Texte de lecture:
################

Tout n'est pas rose : quelques précisions sur la production mondialisée de la rose

Vous le connaissez, ce marronnier de la Saint Valentin : les roses rouges en février, il faut les oublier. Cette année, ce sujet habituel est appuyé par un épisode de l’émission “Sur le Front” du journaliste Hugo Clément diffusé lundi 7 février sur France 5 à 21h. On y apprend que les roses cultivées au Kenya sont bourrées de pesticides, désaisonnalisées, et que leur production est dommageable pour les personnes qui les cultivent autant que pour l’environnement. On dira que les roses rouges ne sont pas de saison et qu’il ne faut pas en commercialiser pour la Saint Valentin. Nombre de téléspectateurs en conclueront qu’ils ont été bernés une fois de plus et n’achèteront plus de fleurs, du tout.

De notre côté, nous ne proposons des roses qu'entre avril et novembre et essentiellement de la production francilienne, même s'il nous arrive d'avoir un petit peu de production varoise pour des commandes spéciales. Le sujet des pesticides nous préoccupe depuis notre création et nous l'avions d'ailleurs évoqué ici. 

Faut-il pour autant condamner les fleuristes qui proposent des roses à la Saint Valentin ? Parce qu’on sait que vous êtes prêt.e.s à encaisser des raisonnements un peu plus subtils, allons-y. 

Une offre alternative aux roses pour la Saint Valentin

Idée reçue numéro 1 : c’est aux fleuristes d’y renoncer, il faut proposer des alternatives. A Paris, c’est facile : la proximité de Rungis permet d'avoir accès à la production varoise de saison (renoncules, anémones, pavots, mufliers, tulipes, mimosa...) durant toute la saison. Mais quand vous êtes en région, que vous n’avez pas de marché de gros à proximité et que le seul approvisionnement disponible est un camion hollandais, on a parfois pas beaucoup le choix. Ces camions "grossistes" viennent chez les fleuristes et leur proposent de choisir leur marchandise directement dans le camion. Dans une grande partie des cas, ces grossistes appartiennent à des groupes hollandais et s'approvisionnent directement sur le marché d'Aalsmeer aux Pays-Bas. Ce marché est le premier point d'entrée de la marchandise mondialisée et traite quotidiennement 21 millions de tiges de fleurs en provenance de Hollande mais aussi du Kenya, d'Ethiopie, d'Equateur et de Colombie. Les productions sont majoritairement désaisonnalisées car situées sous la ligne de l'équateur, ou la luminosité et la température sont stables toute l'année. Un grossiste hollandais typique propose toute l'année les mêmes fleurs, et même des pivoines de Nouvelle-Zélande en hiver. Et quand ce grossiste est le seul approvisionnement possible pour un fleuriste,  le fleuriste en question n'a bien souvent pas accès à la majeure partie de la production du Sud de la France. Il y a donc urgence à réfléchir autrement la distribution de fleurs, à encourager les fermes florales s'implantant en région et les grossistes faisant l'effort de mettre en valeur cette production française hivernale d'anémones et de renoncules.

################

Liste:
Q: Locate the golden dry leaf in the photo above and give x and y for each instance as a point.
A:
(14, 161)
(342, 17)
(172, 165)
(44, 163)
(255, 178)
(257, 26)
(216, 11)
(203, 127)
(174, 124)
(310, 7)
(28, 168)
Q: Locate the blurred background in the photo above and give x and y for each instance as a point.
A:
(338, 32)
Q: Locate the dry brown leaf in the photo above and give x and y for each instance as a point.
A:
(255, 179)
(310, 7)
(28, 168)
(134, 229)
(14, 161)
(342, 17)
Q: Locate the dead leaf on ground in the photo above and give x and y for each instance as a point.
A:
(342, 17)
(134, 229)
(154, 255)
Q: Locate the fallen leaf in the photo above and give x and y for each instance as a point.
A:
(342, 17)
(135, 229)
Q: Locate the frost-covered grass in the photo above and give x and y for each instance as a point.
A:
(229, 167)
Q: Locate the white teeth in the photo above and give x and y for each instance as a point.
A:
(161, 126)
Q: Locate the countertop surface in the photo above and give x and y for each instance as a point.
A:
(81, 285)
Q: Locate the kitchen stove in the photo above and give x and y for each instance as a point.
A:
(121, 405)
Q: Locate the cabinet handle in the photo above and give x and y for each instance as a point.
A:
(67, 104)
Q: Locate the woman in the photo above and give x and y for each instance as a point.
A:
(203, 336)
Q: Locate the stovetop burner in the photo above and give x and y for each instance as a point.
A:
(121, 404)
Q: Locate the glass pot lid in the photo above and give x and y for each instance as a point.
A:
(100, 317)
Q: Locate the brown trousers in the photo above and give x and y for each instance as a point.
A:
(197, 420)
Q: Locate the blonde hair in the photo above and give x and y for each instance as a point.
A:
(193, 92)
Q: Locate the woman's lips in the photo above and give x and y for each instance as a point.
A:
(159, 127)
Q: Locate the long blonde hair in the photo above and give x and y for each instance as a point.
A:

################

Consignes:
A: Veuillez dire si chaque affirmation concorde avec le texte de lecture, en répondant par oui ou par non et en citant les mots décisifs du texte. (i) Le marché d'Aalsmeer traite chaque jour 21 millions de tiges de fleurs. (ii) Les auteurs proposent des roses toute l'année. (iii) L'émission « Sur le Front » a été diffusée sur France 2.
B: Répondez à chaque question d'après le texte de lecture.
(i) Dans quel pays sont cultivées les roses dont parle l'émission « Sur le Front » ?
(ii) D'où vient l'essentiel des roses proposées par les auteurs ?
(iii) Quelles fleurs venues de Nouvelle-Zélande un grossiste hollandais typique propose-t-il en hiver ?
La liste est un matériau distinct du texte de lecture.

Corrigé complet:
A:
(i) Oui : « traite quotidiennement 21 millions de tiges de fleurs »
(ii) Non : « nous ne proposons des roses qu'entre avril et novembre »
(iii) Non : « diffusé lundi 7 février sur France 5 à 21h »

B:
(i) Au Kenya.
(ii) De la production francilienne.
(iii) Des pivoines.